User Tools

Site Tools


peraturan:sedp:04pj.72002
                          DEPARTEMEN KEUANGAN REPUBLIK INDONESIA
                       DIREKTORAT JENDERAL PAJAK
___________________________________________________________________________________________
                                                      16 Mei 2002

                      SURAT EDARAN DIREKTUR JENDERAL PAJAK
                           NOMOR SE - 04/PJ.7/2002

                        TENTANG

                  KEBIJAKAN PEMERIKSAAN (SERI PEMERIKSAAN 01-02)

Entri koleksi:
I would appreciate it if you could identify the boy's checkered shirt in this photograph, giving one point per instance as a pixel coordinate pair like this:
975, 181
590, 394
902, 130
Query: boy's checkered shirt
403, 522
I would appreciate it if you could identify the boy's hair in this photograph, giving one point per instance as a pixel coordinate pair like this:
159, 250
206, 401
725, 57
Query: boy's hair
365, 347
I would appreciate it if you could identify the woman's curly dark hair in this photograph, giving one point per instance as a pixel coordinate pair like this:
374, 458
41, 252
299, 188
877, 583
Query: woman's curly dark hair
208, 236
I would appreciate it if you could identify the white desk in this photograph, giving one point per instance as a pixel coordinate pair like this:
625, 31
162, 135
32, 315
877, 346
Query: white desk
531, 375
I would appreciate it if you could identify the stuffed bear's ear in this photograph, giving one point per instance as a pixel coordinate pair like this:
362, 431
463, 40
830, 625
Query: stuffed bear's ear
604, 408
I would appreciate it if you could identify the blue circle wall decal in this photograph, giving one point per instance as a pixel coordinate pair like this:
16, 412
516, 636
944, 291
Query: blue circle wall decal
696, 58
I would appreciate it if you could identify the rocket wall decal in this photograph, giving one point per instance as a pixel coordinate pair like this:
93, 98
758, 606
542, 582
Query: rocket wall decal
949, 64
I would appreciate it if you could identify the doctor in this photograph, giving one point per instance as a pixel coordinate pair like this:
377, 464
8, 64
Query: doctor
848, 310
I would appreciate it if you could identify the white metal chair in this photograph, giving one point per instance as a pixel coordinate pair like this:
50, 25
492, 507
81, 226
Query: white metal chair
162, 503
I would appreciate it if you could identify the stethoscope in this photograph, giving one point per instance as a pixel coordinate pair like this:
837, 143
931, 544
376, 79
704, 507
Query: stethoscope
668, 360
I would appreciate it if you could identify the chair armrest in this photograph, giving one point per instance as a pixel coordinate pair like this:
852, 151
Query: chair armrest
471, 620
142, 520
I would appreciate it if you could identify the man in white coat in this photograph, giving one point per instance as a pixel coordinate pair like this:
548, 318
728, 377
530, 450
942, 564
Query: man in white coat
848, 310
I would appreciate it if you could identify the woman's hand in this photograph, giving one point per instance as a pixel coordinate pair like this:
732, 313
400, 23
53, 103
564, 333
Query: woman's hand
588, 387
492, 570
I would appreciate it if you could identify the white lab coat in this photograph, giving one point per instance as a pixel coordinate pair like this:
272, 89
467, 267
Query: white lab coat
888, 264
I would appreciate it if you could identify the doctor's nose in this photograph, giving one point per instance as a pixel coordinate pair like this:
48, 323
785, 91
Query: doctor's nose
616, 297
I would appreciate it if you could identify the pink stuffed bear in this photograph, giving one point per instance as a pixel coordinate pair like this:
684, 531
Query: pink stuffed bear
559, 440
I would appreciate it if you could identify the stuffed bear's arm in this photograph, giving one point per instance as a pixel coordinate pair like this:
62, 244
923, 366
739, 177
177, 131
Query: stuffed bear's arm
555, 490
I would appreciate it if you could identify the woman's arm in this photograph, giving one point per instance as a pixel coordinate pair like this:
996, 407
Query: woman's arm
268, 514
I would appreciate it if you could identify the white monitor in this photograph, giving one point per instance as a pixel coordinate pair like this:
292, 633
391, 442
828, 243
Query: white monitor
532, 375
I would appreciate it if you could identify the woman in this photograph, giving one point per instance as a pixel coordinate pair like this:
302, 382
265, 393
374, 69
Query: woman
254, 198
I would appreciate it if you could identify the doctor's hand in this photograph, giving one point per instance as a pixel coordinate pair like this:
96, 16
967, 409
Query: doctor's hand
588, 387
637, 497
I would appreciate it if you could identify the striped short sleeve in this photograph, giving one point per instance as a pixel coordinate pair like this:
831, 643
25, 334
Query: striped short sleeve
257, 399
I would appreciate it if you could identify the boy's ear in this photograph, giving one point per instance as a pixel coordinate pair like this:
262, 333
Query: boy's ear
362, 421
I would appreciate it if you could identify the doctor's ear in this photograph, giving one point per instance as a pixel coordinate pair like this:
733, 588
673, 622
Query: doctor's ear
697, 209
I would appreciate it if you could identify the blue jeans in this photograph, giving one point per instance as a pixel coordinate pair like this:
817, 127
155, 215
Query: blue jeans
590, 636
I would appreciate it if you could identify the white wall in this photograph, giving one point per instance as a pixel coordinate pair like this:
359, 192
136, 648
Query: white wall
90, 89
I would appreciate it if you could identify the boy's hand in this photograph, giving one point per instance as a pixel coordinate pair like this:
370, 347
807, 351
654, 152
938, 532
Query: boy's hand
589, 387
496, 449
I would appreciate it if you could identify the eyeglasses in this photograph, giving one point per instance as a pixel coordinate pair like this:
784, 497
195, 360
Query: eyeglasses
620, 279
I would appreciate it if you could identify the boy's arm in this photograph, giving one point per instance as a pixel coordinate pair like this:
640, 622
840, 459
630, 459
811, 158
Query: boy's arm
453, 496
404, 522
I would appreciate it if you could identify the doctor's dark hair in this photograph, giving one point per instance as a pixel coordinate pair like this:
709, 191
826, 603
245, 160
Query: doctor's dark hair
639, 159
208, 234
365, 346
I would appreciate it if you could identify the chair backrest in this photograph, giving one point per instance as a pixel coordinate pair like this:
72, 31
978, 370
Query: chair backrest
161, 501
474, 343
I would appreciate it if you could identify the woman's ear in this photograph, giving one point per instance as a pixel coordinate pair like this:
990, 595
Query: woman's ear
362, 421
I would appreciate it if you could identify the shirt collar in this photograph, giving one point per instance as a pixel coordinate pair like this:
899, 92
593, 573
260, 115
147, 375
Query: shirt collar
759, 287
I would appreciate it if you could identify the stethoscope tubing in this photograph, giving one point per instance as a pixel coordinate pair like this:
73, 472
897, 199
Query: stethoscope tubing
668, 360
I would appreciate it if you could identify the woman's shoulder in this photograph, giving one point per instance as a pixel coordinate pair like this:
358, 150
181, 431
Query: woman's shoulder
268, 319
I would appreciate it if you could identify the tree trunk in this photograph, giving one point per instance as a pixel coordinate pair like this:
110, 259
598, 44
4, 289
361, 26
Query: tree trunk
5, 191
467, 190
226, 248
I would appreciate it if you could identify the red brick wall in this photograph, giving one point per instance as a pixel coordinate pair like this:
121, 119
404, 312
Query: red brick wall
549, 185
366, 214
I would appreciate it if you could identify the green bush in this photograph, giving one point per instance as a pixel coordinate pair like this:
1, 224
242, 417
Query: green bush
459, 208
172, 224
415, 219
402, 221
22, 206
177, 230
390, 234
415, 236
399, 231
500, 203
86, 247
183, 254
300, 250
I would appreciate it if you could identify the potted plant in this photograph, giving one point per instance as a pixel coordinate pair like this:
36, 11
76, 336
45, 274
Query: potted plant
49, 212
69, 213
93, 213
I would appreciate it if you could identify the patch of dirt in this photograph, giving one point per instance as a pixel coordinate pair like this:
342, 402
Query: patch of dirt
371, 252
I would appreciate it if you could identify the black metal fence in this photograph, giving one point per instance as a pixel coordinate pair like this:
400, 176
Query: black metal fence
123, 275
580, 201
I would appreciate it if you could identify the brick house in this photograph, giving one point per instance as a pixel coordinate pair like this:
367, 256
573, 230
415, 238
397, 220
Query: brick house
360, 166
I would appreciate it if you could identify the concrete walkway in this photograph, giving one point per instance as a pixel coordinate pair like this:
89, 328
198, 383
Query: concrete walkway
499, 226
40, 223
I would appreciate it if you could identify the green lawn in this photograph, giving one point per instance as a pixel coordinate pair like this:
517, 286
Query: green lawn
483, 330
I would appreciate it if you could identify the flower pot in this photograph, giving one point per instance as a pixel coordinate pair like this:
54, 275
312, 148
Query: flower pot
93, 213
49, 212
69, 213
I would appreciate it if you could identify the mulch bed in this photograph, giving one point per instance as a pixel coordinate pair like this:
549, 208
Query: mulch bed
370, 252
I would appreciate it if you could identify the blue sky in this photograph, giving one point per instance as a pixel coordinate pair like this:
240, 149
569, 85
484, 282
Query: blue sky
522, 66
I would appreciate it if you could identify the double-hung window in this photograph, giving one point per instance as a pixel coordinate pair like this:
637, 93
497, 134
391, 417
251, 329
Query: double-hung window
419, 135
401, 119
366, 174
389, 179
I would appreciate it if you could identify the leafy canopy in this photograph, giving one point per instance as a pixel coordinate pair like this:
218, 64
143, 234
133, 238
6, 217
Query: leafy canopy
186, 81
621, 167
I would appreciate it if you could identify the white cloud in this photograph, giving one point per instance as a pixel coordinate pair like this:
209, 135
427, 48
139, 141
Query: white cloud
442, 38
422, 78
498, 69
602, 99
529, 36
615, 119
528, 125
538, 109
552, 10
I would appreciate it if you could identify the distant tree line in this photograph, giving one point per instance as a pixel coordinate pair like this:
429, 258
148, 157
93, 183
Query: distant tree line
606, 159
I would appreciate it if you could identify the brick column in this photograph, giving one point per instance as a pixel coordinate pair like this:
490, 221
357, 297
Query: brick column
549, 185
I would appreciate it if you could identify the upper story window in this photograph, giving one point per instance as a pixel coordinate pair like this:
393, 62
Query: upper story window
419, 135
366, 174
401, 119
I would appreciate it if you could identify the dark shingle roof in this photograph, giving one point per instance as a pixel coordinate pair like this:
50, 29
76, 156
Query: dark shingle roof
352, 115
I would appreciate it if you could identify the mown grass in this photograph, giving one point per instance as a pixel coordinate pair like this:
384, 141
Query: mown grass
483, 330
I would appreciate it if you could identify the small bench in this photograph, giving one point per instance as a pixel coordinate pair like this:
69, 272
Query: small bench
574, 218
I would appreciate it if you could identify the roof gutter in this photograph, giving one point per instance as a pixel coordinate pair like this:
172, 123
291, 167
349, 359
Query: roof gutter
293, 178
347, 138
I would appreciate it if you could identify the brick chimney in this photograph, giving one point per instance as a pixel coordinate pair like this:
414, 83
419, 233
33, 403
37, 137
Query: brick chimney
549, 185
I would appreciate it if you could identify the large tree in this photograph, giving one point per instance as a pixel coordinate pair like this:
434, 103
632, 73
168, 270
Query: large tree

## Soal Latihan:
• a. Ambil bagian surat edaran yang diawali kata-kata "peraturan:sedp:04pj.72002" dan diakhiri "(SERI PEMERIKSAAN 01-02)", lalu salin apa adanya tanpa perubahan.
• b. Tanggal berapa yang tercantum pada surat edaran ini?

## Daftar Jawaban:
• a.
peraturan:sedp:04pj.72002
                          DEPARTEMEN KEUANGAN REPUBLIK INDONESIA
                       DIREKTORAT JENDERAL PAJAK
___________________________________________________________________________________________
                                                      16 Mei 2002

                      SURAT EDARAN DIREKTUR JENDERAL PAJAK
                           NOMOR SE - 04/PJ.7/2002

                        TENTANG

                  KEBIJAKAN PEMERIKSAAN (SERI PEMERIKSAAN 01-02)

• b. 16 Mei 2002